___ SUPPLIED MATERIAL ___

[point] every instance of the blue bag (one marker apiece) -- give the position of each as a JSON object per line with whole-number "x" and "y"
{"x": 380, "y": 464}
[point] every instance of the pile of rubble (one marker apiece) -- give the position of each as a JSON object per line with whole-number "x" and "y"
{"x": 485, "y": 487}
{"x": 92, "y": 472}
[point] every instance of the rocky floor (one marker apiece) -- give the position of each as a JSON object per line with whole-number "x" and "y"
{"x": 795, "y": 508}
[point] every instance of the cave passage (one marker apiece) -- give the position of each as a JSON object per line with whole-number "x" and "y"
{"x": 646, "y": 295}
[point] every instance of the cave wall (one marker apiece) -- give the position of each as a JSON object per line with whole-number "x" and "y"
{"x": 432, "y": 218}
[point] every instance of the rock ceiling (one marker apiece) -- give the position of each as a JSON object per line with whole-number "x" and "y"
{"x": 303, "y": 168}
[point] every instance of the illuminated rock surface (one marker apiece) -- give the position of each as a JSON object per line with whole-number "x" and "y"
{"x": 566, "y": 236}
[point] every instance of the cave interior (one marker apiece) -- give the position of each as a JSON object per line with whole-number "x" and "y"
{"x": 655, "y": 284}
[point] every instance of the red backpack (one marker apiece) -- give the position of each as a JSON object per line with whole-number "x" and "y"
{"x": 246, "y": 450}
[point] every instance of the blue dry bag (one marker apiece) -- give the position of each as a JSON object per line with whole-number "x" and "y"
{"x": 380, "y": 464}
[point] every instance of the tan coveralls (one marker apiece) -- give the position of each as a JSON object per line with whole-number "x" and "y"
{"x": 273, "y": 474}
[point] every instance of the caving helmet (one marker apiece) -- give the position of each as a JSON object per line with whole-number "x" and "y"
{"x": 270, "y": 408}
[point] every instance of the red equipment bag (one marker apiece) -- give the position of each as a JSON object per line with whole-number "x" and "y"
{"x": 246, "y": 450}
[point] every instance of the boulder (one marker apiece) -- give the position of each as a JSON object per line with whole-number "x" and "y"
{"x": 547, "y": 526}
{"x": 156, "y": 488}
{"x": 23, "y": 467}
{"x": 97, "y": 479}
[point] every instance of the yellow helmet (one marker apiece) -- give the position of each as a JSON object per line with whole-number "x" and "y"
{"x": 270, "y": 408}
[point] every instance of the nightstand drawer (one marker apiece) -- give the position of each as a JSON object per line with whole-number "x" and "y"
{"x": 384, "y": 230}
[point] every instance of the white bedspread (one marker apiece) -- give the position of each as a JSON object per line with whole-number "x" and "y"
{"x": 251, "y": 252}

___

» PROBLEM TO SOLVE: Nothing may be left out: return each entry exactly as it reads.

» ANSWER BELOW:
[point] every instance of the blue bag (one marker apiece) -- give the position of each as a JSON object per line with whole-number "x" and "y"
{"x": 380, "y": 464}
[point] every instance of the pile of rubble (one marker apiece) -- give the position of each as a JSON object per line with whole-number "x" and "y"
{"x": 485, "y": 487}
{"x": 92, "y": 472}
[point] every instance of the rocky floor (one marker apiece) -- give the position of each as a JSON object per line with whole-number "x" and "y"
{"x": 795, "y": 508}
[point] every instance of the cave passage (one marker apiece) -- give the position of each as a JSON object per line with whole-number "x" and "y"
{"x": 646, "y": 295}
[point] every instance of the cave wall (one marker apiece) -- give the position of each as a JSON object per line with whole-number "x" and "y"
{"x": 432, "y": 218}
[point] every instance of the rock ceiling (one marker apiece) -- give the position of each as a JSON object per line with whole-number "x" and "y"
{"x": 303, "y": 168}
[point] every instance of the illuminated rock surface (one marker apiece) -- give the position of each as a JSON object per line with whole-number "x" and "y"
{"x": 566, "y": 236}
[point] every instance of the cave interior (one marker apiece) -- give the position of each as a JSON object per line with whole-number "x" and "y"
{"x": 655, "y": 284}
[point] every instance of the red backpack (one marker apiece) -- give the position of each as a JSON object per line with whole-number "x" and "y"
{"x": 246, "y": 450}
[point] every instance of the blue dry bag (one marker apiece) -- give the position of each as a JSON object per line with whole-number "x" and "y"
{"x": 380, "y": 464}
[point] every instance of the tan coveralls (one marker apiece) -- give the position of each as a JSON object per line with whole-number "x" and "y"
{"x": 273, "y": 474}
[point] every instance of the caving helmet (one marker apiece) -- give the position of each as a JSON object per line with whole-number "x" and "y"
{"x": 270, "y": 408}
[point] every instance of the red equipment bag (one marker apiece) -- give the position of each as a JSON object per line with whole-number "x" and "y"
{"x": 246, "y": 450}
[point] every instance of the boulder (one marker apiece) -- give the position of each as a JSON object per line with whole-number "x" and "y"
{"x": 547, "y": 526}
{"x": 156, "y": 488}
{"x": 23, "y": 467}
{"x": 97, "y": 479}
[point] every instance of the yellow helmet (one marker apiece) -- give the position of each as a JSON object per line with whole-number "x" and "y"
{"x": 270, "y": 408}
[point] every instance of the nightstand drawer (one marker apiece) -- give the position of each as a JSON object per line with whole-number "x" and "y"
{"x": 384, "y": 230}
[point] every instance of the white bedspread (one marker apiece) -- give the position of each as a JSON object per line with whole-number "x" and "y"
{"x": 251, "y": 252}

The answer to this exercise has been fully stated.